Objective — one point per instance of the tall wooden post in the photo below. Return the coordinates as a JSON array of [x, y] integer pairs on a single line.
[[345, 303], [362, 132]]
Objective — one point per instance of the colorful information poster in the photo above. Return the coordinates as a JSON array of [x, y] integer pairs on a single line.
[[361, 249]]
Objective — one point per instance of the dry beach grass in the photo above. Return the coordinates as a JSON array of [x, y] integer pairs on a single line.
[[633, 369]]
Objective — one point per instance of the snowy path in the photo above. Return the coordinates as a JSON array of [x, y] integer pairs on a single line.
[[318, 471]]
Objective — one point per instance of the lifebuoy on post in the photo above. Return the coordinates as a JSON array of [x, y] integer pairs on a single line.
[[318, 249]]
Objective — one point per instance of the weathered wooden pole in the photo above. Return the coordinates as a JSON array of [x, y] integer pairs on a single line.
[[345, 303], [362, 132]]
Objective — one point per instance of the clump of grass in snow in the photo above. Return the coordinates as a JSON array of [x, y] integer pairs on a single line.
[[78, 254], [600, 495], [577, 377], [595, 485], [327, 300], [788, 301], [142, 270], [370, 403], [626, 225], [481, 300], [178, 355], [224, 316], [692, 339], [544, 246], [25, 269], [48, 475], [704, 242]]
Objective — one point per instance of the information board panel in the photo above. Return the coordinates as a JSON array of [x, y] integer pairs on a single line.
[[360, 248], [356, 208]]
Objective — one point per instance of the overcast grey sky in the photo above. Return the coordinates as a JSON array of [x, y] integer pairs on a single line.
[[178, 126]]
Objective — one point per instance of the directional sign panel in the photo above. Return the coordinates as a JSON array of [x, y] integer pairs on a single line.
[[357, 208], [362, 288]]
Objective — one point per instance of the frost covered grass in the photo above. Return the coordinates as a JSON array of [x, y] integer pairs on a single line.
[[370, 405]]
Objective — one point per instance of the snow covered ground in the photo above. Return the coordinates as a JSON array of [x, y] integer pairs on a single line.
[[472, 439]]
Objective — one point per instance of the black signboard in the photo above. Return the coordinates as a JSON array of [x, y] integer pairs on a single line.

——————————

**EXERCISE DESCRIPTION**
Transcribe all of the material exactly. Omit nothing.

**FULL SOLUTION**
Objective — one point per instance of the tall wooden post in the photo below. Return the coordinates as a JSON array of [x, y] integer pairs on a single line.
[[345, 303], [362, 132]]
Objective — one point per instance of the colorful information poster in the photo above. Return the coordinates as a JSON array of [x, y] integer pairs on a single line.
[[361, 249]]
Objective — one point per instance of the dry beach grass in the photo above. Return the coordinates as a JSON array of [x, y] integer pairs on a single line.
[[633, 369]]
Objective — one point per instance of the snowy path in the photo above. Return the coordinates as a JSON array of [x, y] integer pairs on a single line.
[[318, 471]]
Objective — one point per instance of the lifebuoy on post in the photo above. Return the coordinates as a JSON array of [x, y] integer pairs on a single line.
[[318, 249]]
Objective — one point per instance of the weathered wooden pole in the photo above. Return the coordinates as a JSON array of [x, y] integer pairs on a single line.
[[345, 303], [362, 132]]
Objective — one point per instance of the clump of grass in snow in the photo above. Return the coordinates as a JSON array of [x, y] integer pairs on a single line.
[[78, 254], [600, 495], [577, 377], [595, 485], [327, 300], [788, 301], [142, 270], [370, 403], [626, 225], [481, 300], [178, 355], [224, 316], [692, 339], [544, 246], [25, 269], [48, 475], [704, 242]]
Objective — one point per instance of the information board panel in the photo above. Return the coordinates as a JSON array of [x, y] integer pairs on a single line.
[[360, 248], [356, 208]]
Objective — one point per instance of the overcast grey sky in the photo above. Return the coordinates as a JSON array of [x, y] integer pairs on a single line.
[[178, 126]]
Objective — one point per instance of the directional sign panel in the photo above. Return the coordinates as a JSON array of [x, y] integer pairs on a single line.
[[357, 208], [362, 288]]
Objective — one point per instance of the frost covered grass in the photo above. Return the coordinates as a JSON array of [x, y] integer pairs on a single line.
[[370, 405]]
Objective — one point per instance of the snow covered ground in the photo above. Return the coordinates as a JSON array of [x, y] integer pairs on a single line.
[[472, 439]]
Objective — one point per instance of the black signboard in the photo above. Return the coordinates as a JSON array of [x, y] integer pairs on a single line.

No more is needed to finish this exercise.